── Trecho do texto ──

Renascer: Os conflitos de terra que não aparecem no Horário Nobre

A disputa por terra no Brasil, que vitima cotidianamente povos originários e comunidades tradicionais, não aparece nos dramas das telenovelas. Nos enredos televisivos, protagonizados por homens brancos endinheirados, os conflitos, mesmo sangrentos, são limitados a disputas entre vizinhos ou guerra por heranças familiares.

A estrutura de dominação e opressão por parte de grandes latifundiários, organizada desde o processo de colonização do país e que permanece fazendo vítimas cotidianamente, não são evidenciadas nas tramas.

Ao contrário, as histórias buscam celebrar a força do agronegócio e a irremediável exploração do campo pelo avanço das máquinas e tratores, anunciados com destaque nas cenas das novelas, cujas trilhas reforçam a hegemonia midiática da indústria da música sertaneja.

Depois da cansativa perseguição a uma viúva que ousou plantar e colher em Terra e Paixão, estreou nessa semana mais uma telenovela cuja história aborda as disputas por terras no Brasil entre grandes proprietários rurais, seguindo a mesma logica já exploradas em produções como Pantanal: o Brasil rural visto pelo ponto de vista de quem tem terras em abundância e mesa farta.

───

**Trabalho a fazer:**
A: Segundo o texto sobre os conflitos de terra nas telenovelas, quem protagoniza os enredos televisivos?
B: Por favor, retome o texto sobre os conflitos de terra nas telenovelas a partir do ponto em que ele para.

── Registros fornecidos ──

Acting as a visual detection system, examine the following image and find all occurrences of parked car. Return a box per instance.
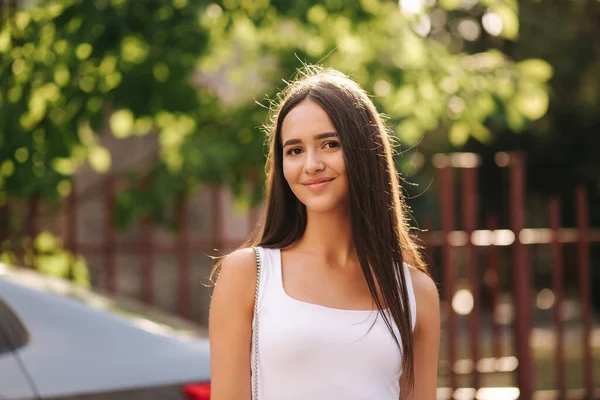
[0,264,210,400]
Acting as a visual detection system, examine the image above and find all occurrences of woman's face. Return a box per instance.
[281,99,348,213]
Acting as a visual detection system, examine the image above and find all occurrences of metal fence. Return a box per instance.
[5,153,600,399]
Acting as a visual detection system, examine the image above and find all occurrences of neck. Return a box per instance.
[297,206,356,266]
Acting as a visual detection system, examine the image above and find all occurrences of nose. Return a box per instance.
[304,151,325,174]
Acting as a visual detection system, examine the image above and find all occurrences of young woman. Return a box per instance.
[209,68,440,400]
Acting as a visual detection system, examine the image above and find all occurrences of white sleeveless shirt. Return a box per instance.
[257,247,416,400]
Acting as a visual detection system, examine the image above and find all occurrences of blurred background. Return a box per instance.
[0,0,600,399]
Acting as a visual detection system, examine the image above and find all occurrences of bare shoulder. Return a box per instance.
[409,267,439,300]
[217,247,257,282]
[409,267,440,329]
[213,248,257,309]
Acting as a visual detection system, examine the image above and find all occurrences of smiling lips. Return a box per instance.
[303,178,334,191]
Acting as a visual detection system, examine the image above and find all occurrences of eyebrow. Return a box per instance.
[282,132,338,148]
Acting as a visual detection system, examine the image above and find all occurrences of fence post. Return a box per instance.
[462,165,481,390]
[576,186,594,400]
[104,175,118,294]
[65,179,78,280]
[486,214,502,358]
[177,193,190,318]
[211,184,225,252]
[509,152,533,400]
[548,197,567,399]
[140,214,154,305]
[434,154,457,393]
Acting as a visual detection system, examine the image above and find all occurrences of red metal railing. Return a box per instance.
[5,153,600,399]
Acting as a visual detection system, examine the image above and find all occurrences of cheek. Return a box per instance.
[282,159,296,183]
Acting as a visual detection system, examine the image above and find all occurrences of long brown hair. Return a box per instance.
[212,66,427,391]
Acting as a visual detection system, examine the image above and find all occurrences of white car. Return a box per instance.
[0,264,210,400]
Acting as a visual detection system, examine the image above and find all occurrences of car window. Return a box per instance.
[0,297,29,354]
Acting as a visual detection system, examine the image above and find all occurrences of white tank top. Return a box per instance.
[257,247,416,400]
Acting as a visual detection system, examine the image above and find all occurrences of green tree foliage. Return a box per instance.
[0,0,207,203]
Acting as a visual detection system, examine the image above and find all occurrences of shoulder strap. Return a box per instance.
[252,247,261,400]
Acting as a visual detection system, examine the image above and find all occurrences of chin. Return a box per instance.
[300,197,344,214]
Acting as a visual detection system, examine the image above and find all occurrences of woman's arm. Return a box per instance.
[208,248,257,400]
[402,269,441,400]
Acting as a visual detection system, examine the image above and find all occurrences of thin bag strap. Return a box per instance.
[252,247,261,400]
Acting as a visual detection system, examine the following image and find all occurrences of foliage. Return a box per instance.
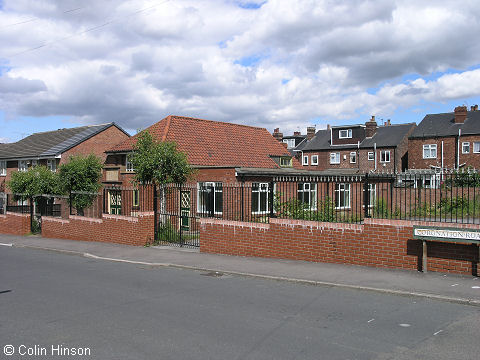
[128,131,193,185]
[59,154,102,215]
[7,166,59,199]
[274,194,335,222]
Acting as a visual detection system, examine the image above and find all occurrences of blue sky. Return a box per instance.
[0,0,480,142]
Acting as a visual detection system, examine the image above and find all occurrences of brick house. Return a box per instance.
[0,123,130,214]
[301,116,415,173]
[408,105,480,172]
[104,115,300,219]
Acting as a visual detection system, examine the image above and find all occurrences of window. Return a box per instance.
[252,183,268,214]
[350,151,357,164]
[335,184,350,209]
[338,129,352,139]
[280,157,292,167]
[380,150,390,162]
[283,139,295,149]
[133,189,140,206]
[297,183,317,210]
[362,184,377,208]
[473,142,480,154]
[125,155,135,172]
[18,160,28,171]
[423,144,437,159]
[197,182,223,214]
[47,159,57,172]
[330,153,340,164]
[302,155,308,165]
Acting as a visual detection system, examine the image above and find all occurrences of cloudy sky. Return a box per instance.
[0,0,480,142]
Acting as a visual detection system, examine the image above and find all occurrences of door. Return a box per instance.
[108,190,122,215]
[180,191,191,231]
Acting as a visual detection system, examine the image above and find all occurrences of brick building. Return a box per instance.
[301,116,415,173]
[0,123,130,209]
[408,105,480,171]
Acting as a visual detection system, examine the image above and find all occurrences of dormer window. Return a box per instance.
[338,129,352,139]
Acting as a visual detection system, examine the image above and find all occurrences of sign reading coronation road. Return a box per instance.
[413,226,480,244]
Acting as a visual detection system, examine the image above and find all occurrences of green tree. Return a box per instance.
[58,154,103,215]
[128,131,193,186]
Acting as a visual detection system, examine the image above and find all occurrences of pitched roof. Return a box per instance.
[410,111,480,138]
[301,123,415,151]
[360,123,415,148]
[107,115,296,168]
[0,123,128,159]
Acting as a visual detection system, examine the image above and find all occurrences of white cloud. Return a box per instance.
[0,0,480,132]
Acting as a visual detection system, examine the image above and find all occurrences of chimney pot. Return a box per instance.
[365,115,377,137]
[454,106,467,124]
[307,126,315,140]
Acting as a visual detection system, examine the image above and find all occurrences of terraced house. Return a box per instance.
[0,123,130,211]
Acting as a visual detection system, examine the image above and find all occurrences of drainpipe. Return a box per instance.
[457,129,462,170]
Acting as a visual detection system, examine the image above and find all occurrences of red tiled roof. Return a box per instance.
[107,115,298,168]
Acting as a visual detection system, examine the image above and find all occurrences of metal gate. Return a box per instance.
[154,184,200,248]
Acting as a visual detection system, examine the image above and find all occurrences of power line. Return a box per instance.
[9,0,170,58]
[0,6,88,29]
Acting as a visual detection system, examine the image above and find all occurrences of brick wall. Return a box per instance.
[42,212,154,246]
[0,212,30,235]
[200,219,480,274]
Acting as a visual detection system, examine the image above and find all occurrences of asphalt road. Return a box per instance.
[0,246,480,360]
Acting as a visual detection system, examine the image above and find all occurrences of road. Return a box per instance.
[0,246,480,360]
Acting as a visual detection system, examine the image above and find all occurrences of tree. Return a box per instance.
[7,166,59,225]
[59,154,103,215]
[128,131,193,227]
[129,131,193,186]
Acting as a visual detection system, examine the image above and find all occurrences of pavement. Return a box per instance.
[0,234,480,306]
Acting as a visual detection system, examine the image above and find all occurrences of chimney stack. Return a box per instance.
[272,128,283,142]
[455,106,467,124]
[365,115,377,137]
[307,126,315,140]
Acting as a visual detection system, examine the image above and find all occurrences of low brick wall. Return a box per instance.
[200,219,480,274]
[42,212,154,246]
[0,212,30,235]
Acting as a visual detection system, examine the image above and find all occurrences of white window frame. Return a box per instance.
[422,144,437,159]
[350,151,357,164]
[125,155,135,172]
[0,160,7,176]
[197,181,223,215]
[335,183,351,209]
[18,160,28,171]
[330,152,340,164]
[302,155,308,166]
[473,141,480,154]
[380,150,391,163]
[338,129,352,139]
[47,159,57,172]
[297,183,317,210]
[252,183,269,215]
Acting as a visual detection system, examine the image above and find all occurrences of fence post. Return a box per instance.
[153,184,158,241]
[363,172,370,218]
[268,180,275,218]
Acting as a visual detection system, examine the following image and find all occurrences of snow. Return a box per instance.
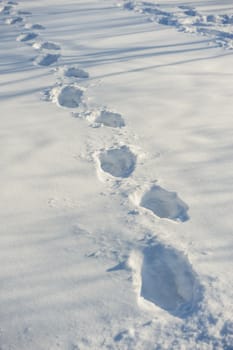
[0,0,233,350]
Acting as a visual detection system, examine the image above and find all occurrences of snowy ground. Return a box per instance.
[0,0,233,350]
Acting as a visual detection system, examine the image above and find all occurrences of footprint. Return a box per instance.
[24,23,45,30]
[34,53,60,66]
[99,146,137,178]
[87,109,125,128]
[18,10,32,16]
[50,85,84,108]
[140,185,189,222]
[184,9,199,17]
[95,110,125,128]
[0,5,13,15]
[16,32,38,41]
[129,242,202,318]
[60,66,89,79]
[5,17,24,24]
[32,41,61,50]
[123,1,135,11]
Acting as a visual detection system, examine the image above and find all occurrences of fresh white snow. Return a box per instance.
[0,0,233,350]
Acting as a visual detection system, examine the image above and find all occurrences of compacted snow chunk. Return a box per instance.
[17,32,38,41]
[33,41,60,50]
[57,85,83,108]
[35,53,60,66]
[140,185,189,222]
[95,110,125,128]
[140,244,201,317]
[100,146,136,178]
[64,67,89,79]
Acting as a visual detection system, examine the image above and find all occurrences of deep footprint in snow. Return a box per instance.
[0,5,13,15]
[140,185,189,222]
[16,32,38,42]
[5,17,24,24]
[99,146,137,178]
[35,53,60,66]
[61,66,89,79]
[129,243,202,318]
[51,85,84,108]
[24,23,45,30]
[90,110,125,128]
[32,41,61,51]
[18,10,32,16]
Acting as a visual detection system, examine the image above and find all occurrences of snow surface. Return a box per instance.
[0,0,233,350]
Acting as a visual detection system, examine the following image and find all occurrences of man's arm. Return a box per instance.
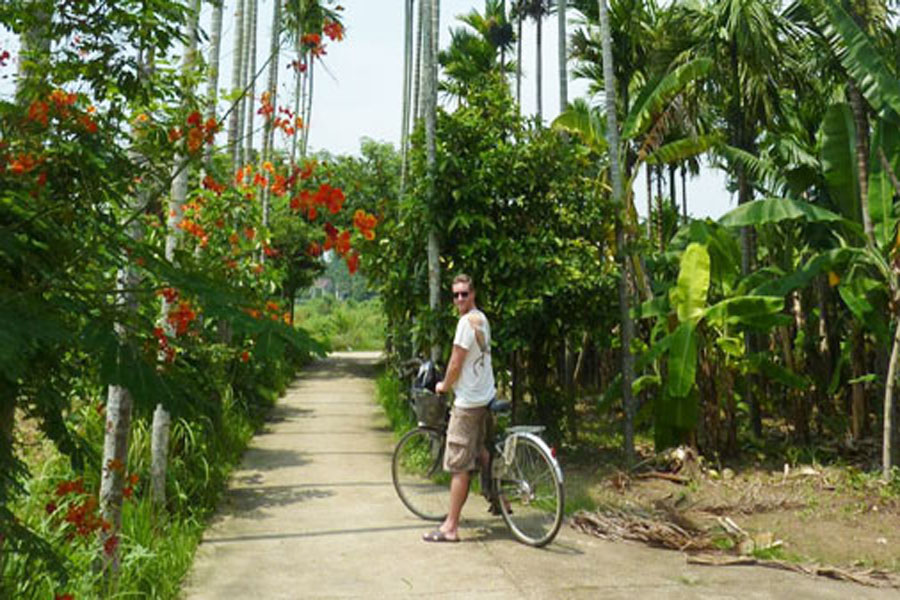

───

**Respostas por tarefa:**
A: Homens brancos endinheirados.

B:
O remake de Renascer, escrita por Bruno Luperi a partir da sucesso de 1993, criado pelo avô Benedito Ruy Barbosa, traz à cena os antigos coronéis do cacau do sul da Bahia, que travam brigas sangrentas para aumentar seu poderio econômico.

Nos primeiros capítulos, que marcam a primeira fase da trama, muitas tocaias, tiros, mortes e até a crueldade da pele arrancada de um cidadão ainda vivo.

Toda essa violência que inspira as narrativas ficcionais passa distante do cotidiano de perdas e ameaças às quais estão submetidos muitos brasileiros que ocupam as áreas rurais do país.

As vítimas da violência do campo noticiadas nos telejornais não são protagonistas dos enredos televisivos centrados nos interesses de homens brancos, ricos e acumuladores de terras e empregados.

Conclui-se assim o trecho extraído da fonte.